# [TEXT SHOWN]
========================

Lender's Right to Accelerate Maturity
Subject to the provisions of paragraph 3 hereof, by written notice delivered to the Broker/Dealer at its principal office and to FINRA given no sooner than six months from the date hereof, the Lender may accelerate payment to the last business day of a calendar month not less than six months after the receipt of such notice by both the Broker/Dealer and FINRA, but the right of the Lender to receive payment of the principal amount hereof and interest shall remain subordinate as hereinafter provided.
Extension of Maturity/Rollover
The Scheduled Maturity Date hereof in each year, without further action by either the Lender or Broker/Dealer, shall be extended an additional year unless on or before the day seven months (thirteen months if paragraph 24 is also an incorporated provision) preceding the Scheduled Maturity Date then in effect, the Lender shall notify the Broker/Dealer in writing, with a written copy to FINRA, that such Scheduled Maturity Date shall not be extended.

========================

# [DATA RECORDS]
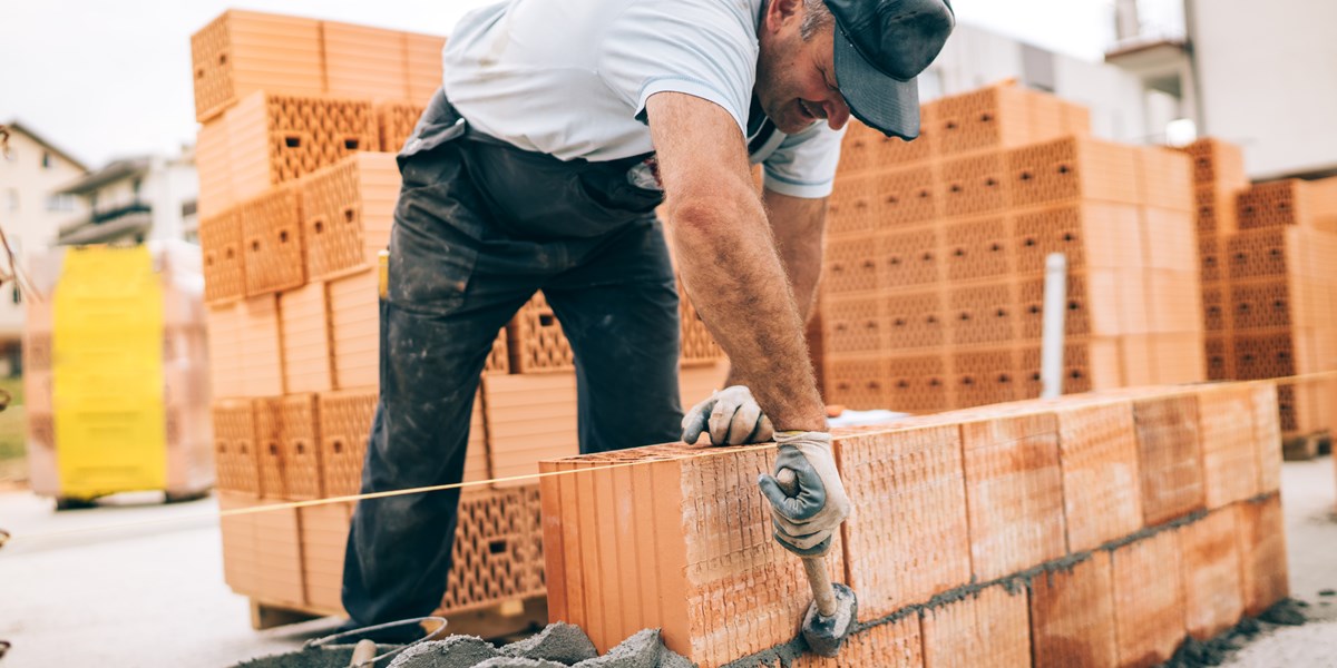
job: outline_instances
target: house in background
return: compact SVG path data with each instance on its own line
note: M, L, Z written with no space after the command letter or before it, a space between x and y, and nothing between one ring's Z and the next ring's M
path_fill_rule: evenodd
M4 123L8 147L0 155L0 230L27 267L25 257L56 243L60 223L80 215L84 204L56 191L88 172L82 160L62 151L21 122ZM0 257L0 270L9 271ZM0 374L19 367L23 295L13 282L0 285Z
M197 239L195 202L199 176L195 155L146 155L112 160L64 183L56 194L83 202L83 214L66 219L57 243L143 243L150 239Z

========================

# [TASK REQUIREMENTS]
1. Copy the broker/dealer agreement text between "Lender's Right to" and "as hereinafter provided.", inclusive, renaming "Lender" to "Creditor".
2. Write what comes next in the broker/dealer agreement text, picking up after its last sentence.
The rows are separate material, apart from the broker/dealer agreement text.

# [EXPECTED ANSWERS]
1.
Creditor's Right to Accelerate Maturity
Subject to the provisions of paragraph 3 hereof, by written notice delivered to the Broker/Dealer at its principal office and to FINRA given no sooner than six months from the date hereof, the Creditor may accelerate payment to the last business day of a calendar month not less than six months after the receipt of such notice by both the Broker/Dealer and FINRA, but the right of the Creditor to receive payment of the principal amount hereof and interest shall remain subordinate as hereinafter provided.

2.
Liquidation of Broker/Dealer if Suspended for 6 months or more
If pursuant to the terms of paragraph 3 hereof, the Broker/Dealer's obligation to pay the principal amount hereof is suspended and does not mature, the Broker/Dealer agrees (and the Lender recognizes) that if its obligation to pay the principal amount hereof is ever suspended for a period of six months or more, it will promptly take whatever steps are necessary to effect a rapid and orderly complete liquidation of its business but the right of the Lender to receive payment hereunder shall remain subordinate as herein above set forth.
Liquidation of B/D upon the Occurrence of an Event of Default
If liquidation of the business of the Broker/Dealer has not already commenced, the rapid and orderly liquidation of the business of the Broker/Dealer shall then commence upon the happening of an Event of Default (defined in paragraph 8 of this Agreement.)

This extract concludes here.